On 4/22/22 9:32 AM, Ben Greear wrote:
> On 1/8/21 5:07 AM, Ben Greear wrote:
>> On 1/7/21 10:16 PM, Florian Westphal wrote:
>>> Ben Greear <greearb@...delatech.com> wrote:
>>>> I noticed my system has a hung process trying to 'rmmod nf_conntrack'.
>>>>
>>>> I've generally been doing the script that calls rmmod forever,
>>>> but only extensively tested on 5.4 kernel and earlier.
>>>>
>>>> If anyone has any ideas, please let me know.  This is from 'sysrq t'.  I don't see
>>>> any hung-task splats in dmesg.
>>>
>>> rmmod on conntrack loops forever until the active conntrack object count reaches 0.
>>> (plus a walk of the conntrack table to evict/put all entries).
> 
> Hello Florian,
> 
> I keep hitting this bug in a particular test case in 5.17.4+, so I added some debug to
> try to learn more.
··········
• Set task
List every date and time at which, according to the attribution lines of the conntrack email thread above, a message was written.
··········
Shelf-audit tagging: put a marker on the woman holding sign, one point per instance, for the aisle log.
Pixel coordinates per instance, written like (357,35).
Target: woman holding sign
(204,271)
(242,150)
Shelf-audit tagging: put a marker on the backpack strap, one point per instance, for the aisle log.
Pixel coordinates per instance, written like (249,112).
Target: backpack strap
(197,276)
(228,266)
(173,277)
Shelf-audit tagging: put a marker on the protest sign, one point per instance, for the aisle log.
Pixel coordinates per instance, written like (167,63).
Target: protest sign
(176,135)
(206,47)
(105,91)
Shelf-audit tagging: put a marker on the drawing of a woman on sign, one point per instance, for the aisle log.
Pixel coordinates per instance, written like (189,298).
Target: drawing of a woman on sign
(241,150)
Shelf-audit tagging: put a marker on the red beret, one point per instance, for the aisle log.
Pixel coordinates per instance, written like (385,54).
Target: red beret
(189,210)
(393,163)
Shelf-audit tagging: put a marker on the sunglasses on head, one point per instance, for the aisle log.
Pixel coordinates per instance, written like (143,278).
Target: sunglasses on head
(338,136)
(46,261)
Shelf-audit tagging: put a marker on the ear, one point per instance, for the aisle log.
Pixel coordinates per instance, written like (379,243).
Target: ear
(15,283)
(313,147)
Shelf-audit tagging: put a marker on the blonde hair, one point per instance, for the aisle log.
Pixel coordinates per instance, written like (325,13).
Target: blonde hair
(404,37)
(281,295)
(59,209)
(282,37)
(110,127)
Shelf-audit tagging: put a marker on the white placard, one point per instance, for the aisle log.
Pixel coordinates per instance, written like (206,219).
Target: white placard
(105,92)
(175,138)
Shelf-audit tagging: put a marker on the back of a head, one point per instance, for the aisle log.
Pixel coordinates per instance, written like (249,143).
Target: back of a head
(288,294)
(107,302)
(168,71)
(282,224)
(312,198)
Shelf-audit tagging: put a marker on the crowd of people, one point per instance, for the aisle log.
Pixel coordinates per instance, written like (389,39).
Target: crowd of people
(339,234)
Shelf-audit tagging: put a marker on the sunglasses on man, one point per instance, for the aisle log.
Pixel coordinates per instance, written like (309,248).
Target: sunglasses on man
··········
• Completed task
- 4/22/22 9:32 AM
- 1/8/21 5:07 AM
- 1/7/21 10:16 PM